__Supplied passage__

The movie was based on a novel of the same name by Bradford Ropes, a novel that was sleazy and scandalous. So sleazy and scandalous that Warner Brothers simply had to buy the rights.

This movie features a galaxy of acting talent all playing outrageous characters. There are just so many wonderful performances. There’s Una Merkel as cute but ditzy chorus girl Lorraine, there’s Ginger Rogers demonstrating her comic skills as the adorable Anytime Annie (the girl who never said no). Guy Kibbee gives one of his trademark performances as the ludicrous Abner Dillon. George Brent is solid as the man Dorothy really loves. Dick Powell is charming as the show’s juvenile lead.

Warner Baxter as Julian Marsh is like a force of nature. He’s hardbitten and cynical but while he’d hate to admit it he loves show business. It’s in his blood. Bebe Daniels is extremely good. Ruby Keeler is ridiculously adorable.

But the real star is Busby Berkeley. Lloyd Bacon is the director of the movie (and he does a fine job) but Berkeley directed the musical production numbers. What makes those numbers so great, and what makes this movie so great, is that these numbers are supposed to be taking place on a stage in a theatre but they’re pure cinema. They’re staged in such a way that they can only be appreciated when seen through the camera’s eye. Berkeley’s genius was that he understood that this is the way to do it. He understood that he was working in film, not on stage.

I love the final shot in this movie. It’s not what you expect in a musical but in this film it works.

42nd Street is a good example of the inherent aesthetic superiority of black-and-white. Shot in colour it would have looked tacky. Shot in black-and-white it looks all class and style. It’s also a movie that would never have worked in a widescreen format. If you have real talent you don’t need colour or widescreen.

42nd Street was not just the first great movie musical. It remains the greatest of all movie musicals. Very highly recommended.

The Warner Archive Blu-Ray offers a lovely transfer and quite a few extras.

Thursday, April 11, 2024

My Past (1931)

My Past is a 1931 Warner Brothers pre-code romantic melodrama.

John Thornley (Lewis Stone) is a wealthy middle-aged industrialist. He leaves the running of the business to his much younger workaholic partner, Bob Byrne (Ben Lyon). John prefers to spend his time lazing about on his yacht and chasing actresses.

For six years he’s been chasing musical comedy star Doree Macy (Bebe Daniels). He thinks that eventually he’ll catch her.

Then Bob meets Doree and becomes smitten with her. He’s a married man but he assures her that his wife Consuelo (Natalie Moorhead) is in Paris getting a divorce. You’d think an actress would be worldly enough not to fall for the oldest line in the book, but she falls for it.

You won’t be surprised to learn that Bob’s wife had no intention of divorcing him.

So now there’s a kind of romantic quadrangle, with Bob and John both chasing Doree while Doree and Consuelo compete for Bob. That’s it for the plot.

I do have some issues with this movie, primarily relating to character motivations. I just don’t buy John’s pathetic self-sacrificing emotional masochism. I don’t buy the idea that he’d spend six years chasing Doree without getting anything in return. It doesn’t gel with his hedonistic outlook. After a few months he would simply start chasing another actress, but he doesn’t. It’s totally at odds with everything else we know about him. It doesn’t ring true. I have a problem with characters who do things that are wildly out of character just because the script says so. It’s a sign of lazy writing. In this case it also leads us to despise the man, which weakens the movie’s emotional impact.

__Information supplied__
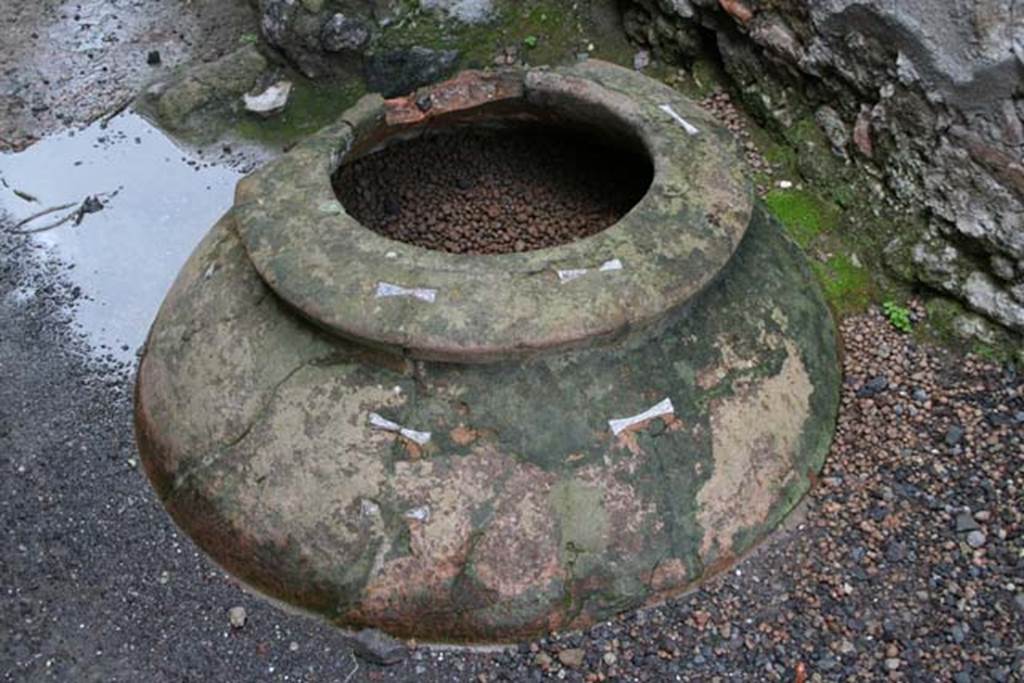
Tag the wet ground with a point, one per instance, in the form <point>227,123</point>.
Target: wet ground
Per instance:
<point>158,201</point>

__Tasks for this exercise__
1 – Repeat the film reviews word for word, from "John Thornley (Lewis" up to and including "falls for it.".
2 – List every actor named in parentheses in the film reviews' discussion of My Past.
3 – Answer these questions using the film reviews:
(a) Who wrote the novel that the first film discussed is based on?
(b) In what year was My Past released?
(c) Who directed the musical production numbers in 42nd Street?

__Answers to each task__
1 –
John Thornley (Lewis Stone) is a wealthy middle-aged industrialist. He leaves the running of the business to his much younger workaholic partner, Bob Byrne (Ben Lyon). John prefers to spend his time lazing about on his yacht and chasing actresses.

For six years he’s been chasing musical comedy star Doree Macy (Bebe Daniels). He thinks that eventually he’ll catch her.

Then Bob meets Doree and becomes smitten with her. He’s a married man but he assures her that his wife Consuelo (Natalie Moorhead) is in Paris getting a divorce. You’d think an actress would be worldly enough not to fall for the oldest line in the book, but she falls for it.

2 –
Lewis Stone
Ben Lyon
Bebe Daniels
Natalie Moorhead

3 –
(a) Bradford Ropes
(b) 1931
(c) Busby Berkeley